Due to the multiple ongoing crises we are currently dealing with, stakeholders and key decision makers operate in an environment characterised by volatility, uncertainty, complexity, and ambiguity. If met with resilience these quite difficult times still provide chances and opportunities though.
Biotech funding, outsourcing and re-shoring on the radar for 2023
Coming out of 2022, many expected a normalization after the pandemic and, especially in the healthcare industry, a phasing out of the COVID-19 effects. However, undertakings still have to deal with increasing energy prices, very high inflation and, from the investor perspective, with a tightening financing environment with rising interest rates and ongoing supply chain challenges.
For 2023, biotech funding is on the radar for the life science and healthcare industry. The relative importance of big pharma, having historically driven product development, is reducing. While such companies held a share of about 40% ten years ago they now account for about 20% and biotech companies have taken a large share of this due to more complexity and specialization. Biotech is becoming a more important customer and collaboration partner for the rest of the industry. There is still a positive outlook for funding of biotech companies even though they seem to reprioritize their activities leading to a slow-down in clinical trial activity, especially regarding earlier stage clinical trials.

Collection entries

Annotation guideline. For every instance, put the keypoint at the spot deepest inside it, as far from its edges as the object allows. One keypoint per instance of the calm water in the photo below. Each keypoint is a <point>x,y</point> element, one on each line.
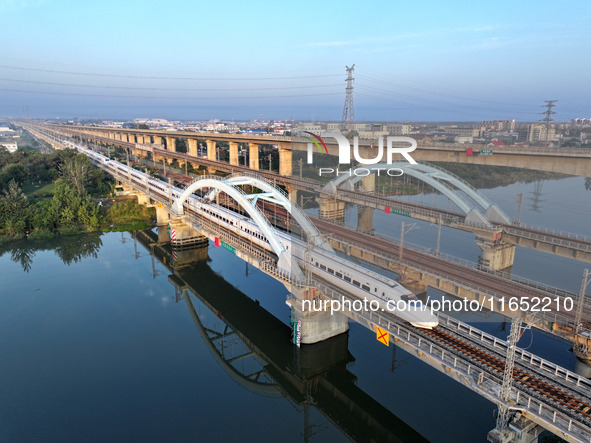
<point>101,340</point>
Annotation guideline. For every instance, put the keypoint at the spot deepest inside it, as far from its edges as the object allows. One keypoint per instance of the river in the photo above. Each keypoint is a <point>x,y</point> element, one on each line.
<point>99,341</point>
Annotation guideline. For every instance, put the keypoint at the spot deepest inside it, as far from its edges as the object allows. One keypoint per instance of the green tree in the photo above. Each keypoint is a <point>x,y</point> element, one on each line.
<point>13,172</point>
<point>14,210</point>
<point>75,172</point>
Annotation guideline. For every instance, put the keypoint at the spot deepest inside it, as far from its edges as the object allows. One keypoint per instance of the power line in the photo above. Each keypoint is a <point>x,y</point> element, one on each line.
<point>81,94</point>
<point>349,110</point>
<point>132,88</point>
<point>97,74</point>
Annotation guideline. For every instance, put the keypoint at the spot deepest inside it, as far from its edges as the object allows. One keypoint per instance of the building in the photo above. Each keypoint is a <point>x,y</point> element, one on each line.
<point>463,139</point>
<point>534,133</point>
<point>9,144</point>
<point>399,129</point>
<point>499,125</point>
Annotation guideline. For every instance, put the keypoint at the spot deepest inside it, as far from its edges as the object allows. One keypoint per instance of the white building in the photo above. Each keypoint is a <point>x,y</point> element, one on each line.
<point>10,145</point>
<point>399,129</point>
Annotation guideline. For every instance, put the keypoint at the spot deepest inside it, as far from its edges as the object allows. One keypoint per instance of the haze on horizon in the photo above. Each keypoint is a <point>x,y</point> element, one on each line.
<point>429,61</point>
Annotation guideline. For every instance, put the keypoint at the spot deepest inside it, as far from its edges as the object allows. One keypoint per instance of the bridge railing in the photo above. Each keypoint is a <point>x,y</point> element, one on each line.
<point>525,357</point>
<point>570,239</point>
<point>507,149</point>
<point>465,283</point>
<point>482,381</point>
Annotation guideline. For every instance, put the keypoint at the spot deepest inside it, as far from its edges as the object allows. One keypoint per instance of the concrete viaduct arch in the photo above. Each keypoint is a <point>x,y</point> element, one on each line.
<point>484,211</point>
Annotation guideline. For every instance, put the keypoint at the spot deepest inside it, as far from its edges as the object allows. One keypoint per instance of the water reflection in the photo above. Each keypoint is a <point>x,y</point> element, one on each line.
<point>70,249</point>
<point>254,348</point>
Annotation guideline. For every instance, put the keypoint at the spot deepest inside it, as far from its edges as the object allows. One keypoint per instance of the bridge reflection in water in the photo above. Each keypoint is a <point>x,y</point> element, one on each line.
<point>254,348</point>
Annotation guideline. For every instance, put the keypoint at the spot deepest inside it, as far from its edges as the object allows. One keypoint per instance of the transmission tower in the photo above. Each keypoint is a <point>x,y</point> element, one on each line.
<point>548,113</point>
<point>348,110</point>
<point>505,394</point>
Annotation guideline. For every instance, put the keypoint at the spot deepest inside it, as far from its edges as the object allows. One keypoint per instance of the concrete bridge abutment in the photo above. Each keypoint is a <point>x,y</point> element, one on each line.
<point>312,319</point>
<point>496,255</point>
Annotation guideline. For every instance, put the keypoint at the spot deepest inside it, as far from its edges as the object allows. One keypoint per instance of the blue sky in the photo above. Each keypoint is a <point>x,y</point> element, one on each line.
<point>442,61</point>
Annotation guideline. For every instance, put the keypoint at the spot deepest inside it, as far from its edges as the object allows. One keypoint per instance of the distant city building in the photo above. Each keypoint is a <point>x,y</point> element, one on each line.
<point>499,125</point>
<point>534,133</point>
<point>463,139</point>
<point>461,131</point>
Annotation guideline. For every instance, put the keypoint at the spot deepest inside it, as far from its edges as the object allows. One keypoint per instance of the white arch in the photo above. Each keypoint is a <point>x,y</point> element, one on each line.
<point>277,196</point>
<point>436,178</point>
<point>284,260</point>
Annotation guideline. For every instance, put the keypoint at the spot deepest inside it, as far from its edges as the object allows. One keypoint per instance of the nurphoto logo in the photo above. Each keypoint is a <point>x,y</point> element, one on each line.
<point>345,153</point>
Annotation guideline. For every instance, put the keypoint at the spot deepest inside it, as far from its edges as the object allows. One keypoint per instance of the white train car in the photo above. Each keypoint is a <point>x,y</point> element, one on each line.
<point>365,284</point>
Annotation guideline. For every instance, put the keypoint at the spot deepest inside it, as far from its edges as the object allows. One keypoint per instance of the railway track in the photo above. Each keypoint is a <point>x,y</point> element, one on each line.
<point>577,407</point>
<point>483,281</point>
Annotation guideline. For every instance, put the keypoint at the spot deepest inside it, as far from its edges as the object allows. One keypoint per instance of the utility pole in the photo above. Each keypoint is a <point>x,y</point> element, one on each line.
<point>548,113</point>
<point>581,304</point>
<point>503,415</point>
<point>438,237</point>
<point>348,110</point>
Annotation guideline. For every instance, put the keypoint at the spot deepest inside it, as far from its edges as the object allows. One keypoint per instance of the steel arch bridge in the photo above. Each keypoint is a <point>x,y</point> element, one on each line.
<point>484,211</point>
<point>231,186</point>
<point>230,351</point>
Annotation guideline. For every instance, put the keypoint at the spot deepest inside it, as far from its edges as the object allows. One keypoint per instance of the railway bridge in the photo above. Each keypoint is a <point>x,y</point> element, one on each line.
<point>496,235</point>
<point>541,394</point>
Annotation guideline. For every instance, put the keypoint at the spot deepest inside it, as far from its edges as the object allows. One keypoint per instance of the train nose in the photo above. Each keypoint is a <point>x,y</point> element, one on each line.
<point>426,324</point>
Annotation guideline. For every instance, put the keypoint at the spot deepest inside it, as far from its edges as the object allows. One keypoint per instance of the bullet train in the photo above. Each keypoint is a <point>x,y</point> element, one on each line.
<point>391,296</point>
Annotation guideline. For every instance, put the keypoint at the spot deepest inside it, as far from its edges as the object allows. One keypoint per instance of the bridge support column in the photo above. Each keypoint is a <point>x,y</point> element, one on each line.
<point>163,235</point>
<point>170,144</point>
<point>520,430</point>
<point>331,209</point>
<point>234,153</point>
<point>365,219</point>
<point>192,146</point>
<point>211,150</point>
<point>185,236</point>
<point>285,162</point>
<point>315,326</point>
<point>162,216</point>
<point>369,183</point>
<point>253,156</point>
<point>496,255</point>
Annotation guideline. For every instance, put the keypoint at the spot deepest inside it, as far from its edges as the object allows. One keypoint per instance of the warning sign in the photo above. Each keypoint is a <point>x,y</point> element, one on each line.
<point>382,336</point>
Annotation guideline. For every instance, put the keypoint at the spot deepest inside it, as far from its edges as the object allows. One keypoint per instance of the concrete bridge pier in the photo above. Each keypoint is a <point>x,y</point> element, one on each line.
<point>496,255</point>
<point>234,153</point>
<point>519,430</point>
<point>331,209</point>
<point>163,235</point>
<point>162,216</point>
<point>285,161</point>
<point>253,156</point>
<point>365,219</point>
<point>315,323</point>
<point>192,147</point>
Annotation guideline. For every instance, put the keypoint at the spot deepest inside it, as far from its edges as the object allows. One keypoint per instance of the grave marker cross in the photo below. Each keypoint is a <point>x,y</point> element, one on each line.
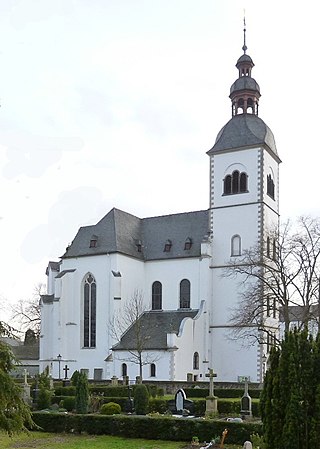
<point>211,375</point>
<point>66,369</point>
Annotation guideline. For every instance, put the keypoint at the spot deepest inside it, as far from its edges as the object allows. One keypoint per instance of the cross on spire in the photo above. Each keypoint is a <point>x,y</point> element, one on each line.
<point>244,48</point>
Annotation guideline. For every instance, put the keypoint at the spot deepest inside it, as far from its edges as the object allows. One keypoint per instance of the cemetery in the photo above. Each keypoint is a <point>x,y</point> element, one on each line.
<point>194,415</point>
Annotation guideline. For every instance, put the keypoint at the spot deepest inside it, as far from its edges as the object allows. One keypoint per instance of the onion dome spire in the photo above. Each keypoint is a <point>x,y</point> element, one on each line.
<point>245,91</point>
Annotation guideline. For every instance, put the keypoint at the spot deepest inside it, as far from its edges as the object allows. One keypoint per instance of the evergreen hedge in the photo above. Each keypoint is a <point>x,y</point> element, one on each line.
<point>164,428</point>
<point>220,392</point>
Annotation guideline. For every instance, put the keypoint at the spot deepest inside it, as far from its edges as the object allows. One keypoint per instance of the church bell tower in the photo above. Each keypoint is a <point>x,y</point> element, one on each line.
<point>244,204</point>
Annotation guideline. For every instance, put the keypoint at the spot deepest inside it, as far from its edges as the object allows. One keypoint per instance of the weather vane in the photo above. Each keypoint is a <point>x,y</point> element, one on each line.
<point>244,48</point>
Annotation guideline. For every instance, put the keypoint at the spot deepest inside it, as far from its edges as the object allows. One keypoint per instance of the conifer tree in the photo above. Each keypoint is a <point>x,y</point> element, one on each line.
<point>14,413</point>
<point>290,401</point>
<point>82,394</point>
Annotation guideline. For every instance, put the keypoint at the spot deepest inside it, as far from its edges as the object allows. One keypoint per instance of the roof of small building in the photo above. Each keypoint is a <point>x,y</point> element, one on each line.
<point>244,130</point>
<point>155,326</point>
<point>145,238</point>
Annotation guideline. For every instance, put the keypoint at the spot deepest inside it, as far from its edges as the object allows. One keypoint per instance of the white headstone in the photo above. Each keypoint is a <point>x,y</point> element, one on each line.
<point>180,398</point>
<point>247,445</point>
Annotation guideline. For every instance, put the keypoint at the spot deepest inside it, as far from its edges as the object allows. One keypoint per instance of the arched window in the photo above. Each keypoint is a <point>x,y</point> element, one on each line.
<point>196,360</point>
<point>236,245</point>
<point>188,244</point>
<point>274,249</point>
<point>185,294</point>
<point>153,370</point>
<point>124,370</point>
<point>235,183</point>
<point>89,312</point>
<point>268,246</point>
<point>167,246</point>
<point>243,182</point>
<point>227,185</point>
<point>270,186</point>
<point>156,295</point>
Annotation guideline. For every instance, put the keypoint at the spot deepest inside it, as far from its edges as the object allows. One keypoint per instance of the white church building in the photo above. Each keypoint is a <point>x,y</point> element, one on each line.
<point>175,263</point>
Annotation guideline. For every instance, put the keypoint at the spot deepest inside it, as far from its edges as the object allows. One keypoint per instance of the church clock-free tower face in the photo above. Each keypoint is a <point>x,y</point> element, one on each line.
<point>244,204</point>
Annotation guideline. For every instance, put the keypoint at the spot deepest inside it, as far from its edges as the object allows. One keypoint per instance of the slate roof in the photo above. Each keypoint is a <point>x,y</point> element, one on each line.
<point>245,83</point>
<point>55,266</point>
<point>122,232</point>
<point>244,130</point>
<point>299,313</point>
<point>22,351</point>
<point>26,352</point>
<point>156,325</point>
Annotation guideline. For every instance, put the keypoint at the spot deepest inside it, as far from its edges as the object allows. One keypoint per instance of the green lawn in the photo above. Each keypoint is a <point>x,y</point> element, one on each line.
<point>42,440</point>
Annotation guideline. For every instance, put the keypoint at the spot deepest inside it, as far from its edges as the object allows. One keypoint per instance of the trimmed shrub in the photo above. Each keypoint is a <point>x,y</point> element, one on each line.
<point>164,428</point>
<point>74,378</point>
<point>68,402</point>
<point>157,405</point>
<point>109,391</point>
<point>82,394</point>
<point>111,408</point>
<point>65,391</point>
<point>141,399</point>
<point>44,398</point>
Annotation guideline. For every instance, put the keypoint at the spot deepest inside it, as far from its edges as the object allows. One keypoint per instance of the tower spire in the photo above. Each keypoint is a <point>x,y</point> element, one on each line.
<point>245,91</point>
<point>244,48</point>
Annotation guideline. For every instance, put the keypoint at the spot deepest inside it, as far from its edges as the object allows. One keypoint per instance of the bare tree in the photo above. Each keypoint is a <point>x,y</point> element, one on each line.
<point>279,276</point>
<point>131,329</point>
<point>27,312</point>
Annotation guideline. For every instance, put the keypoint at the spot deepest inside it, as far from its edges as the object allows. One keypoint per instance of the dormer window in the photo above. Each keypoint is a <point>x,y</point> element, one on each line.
<point>139,246</point>
<point>93,241</point>
<point>167,246</point>
<point>270,186</point>
<point>235,183</point>
<point>188,244</point>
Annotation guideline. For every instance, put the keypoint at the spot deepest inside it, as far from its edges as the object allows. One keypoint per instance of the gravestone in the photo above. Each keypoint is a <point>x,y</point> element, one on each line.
<point>114,381</point>
<point>246,403</point>
<point>180,405</point>
<point>26,396</point>
<point>211,400</point>
<point>180,400</point>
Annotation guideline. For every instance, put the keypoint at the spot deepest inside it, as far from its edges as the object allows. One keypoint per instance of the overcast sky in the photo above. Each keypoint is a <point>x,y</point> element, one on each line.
<point>114,103</point>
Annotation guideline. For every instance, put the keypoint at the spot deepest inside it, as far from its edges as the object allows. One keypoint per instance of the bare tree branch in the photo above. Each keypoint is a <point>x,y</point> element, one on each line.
<point>281,272</point>
<point>27,312</point>
<point>130,319</point>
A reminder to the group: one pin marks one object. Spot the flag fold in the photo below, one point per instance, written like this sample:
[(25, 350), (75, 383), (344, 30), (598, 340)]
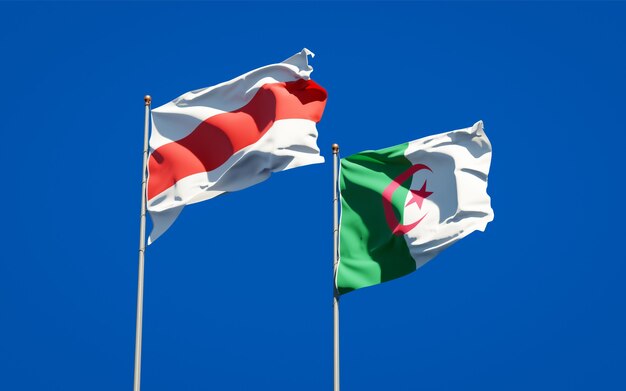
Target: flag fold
[(231, 136), (401, 206)]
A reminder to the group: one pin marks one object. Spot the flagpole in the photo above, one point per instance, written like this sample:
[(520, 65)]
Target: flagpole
[(142, 248), (335, 261)]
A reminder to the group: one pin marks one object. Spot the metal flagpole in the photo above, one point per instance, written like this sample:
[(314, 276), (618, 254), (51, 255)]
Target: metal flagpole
[(335, 260), (142, 248)]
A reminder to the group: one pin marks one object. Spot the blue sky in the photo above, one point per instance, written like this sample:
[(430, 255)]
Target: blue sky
[(238, 293)]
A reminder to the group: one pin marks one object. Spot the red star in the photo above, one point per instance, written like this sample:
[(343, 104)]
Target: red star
[(419, 196)]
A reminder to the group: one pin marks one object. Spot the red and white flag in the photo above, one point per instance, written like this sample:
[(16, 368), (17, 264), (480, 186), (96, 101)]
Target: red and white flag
[(231, 136)]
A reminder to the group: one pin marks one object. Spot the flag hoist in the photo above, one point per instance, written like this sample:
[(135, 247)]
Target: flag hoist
[(221, 139), (403, 205), (142, 247), (335, 262)]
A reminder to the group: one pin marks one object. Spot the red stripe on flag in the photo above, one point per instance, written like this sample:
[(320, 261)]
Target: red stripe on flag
[(219, 137)]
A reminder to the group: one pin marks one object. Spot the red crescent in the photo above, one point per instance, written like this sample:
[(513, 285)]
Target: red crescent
[(397, 228)]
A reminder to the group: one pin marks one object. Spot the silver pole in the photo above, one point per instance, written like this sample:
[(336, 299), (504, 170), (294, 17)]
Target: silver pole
[(335, 261), (142, 248)]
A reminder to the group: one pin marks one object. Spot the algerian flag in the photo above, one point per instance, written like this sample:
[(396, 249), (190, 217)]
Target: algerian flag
[(401, 206)]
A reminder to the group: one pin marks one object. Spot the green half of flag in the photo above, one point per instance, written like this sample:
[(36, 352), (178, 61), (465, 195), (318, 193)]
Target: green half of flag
[(400, 206)]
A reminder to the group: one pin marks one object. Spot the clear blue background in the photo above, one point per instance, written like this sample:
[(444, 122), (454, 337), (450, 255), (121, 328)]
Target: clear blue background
[(238, 293)]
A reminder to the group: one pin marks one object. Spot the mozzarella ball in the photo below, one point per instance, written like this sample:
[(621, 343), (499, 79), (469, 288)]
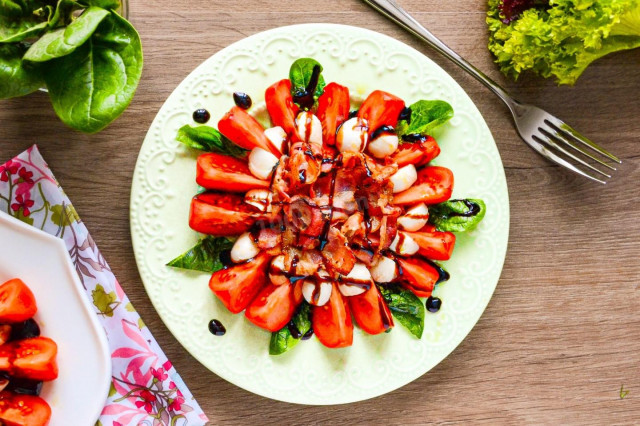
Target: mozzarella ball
[(305, 121), (404, 178), (352, 135), (244, 248), (262, 163), (415, 218)]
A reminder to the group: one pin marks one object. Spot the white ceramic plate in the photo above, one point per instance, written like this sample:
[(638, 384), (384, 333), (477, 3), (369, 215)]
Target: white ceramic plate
[(164, 183), (64, 314)]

# Work to complete
a: List the challenges that, according to the 2023 biotech outlook text, undertakings still have to deal with coming out of 2022.
b: In the 2023 biotech outlook text, about what share did big pharma hold ten years ago?
c: Extend the 2023 biotech outlook text from its last sentence.

# Numbered responses
a:
Increasing energy prices
Very high inflation
A tightening financing environment with rising interest rates (from the investor perspective)
Ongoing supply chain challenges

b: About 40%.

c:
A further trend to watch is the continued outsourcing activity. Clinical trials and work on drug discovery as well as the ensuing development phase are becoming more complex and lengthy. The average time for the completion of clinical trials is now more than 3.5 years. Due to the resulting cost pressure on pharma and biotech customers mandating trials, the incentive to outsource will increase, leading to potential opportunities.
Regulated markets like Europe and the US, in particular, have been rethinking the geographic set up of their supply chains in the life sciences sector. Whereas historically a majority of molecules was manufactured in India and China recent drug shortages have led to re-shoring of manufacturing. We expect this trend to accelerate in 2023. The US, for example, has been granting subsidies to promote re-shoring. Restrictions for foreign buyers on local assets as well as an easing on regulatory burdens in relation to price caps, for example, could also influence M&A activities.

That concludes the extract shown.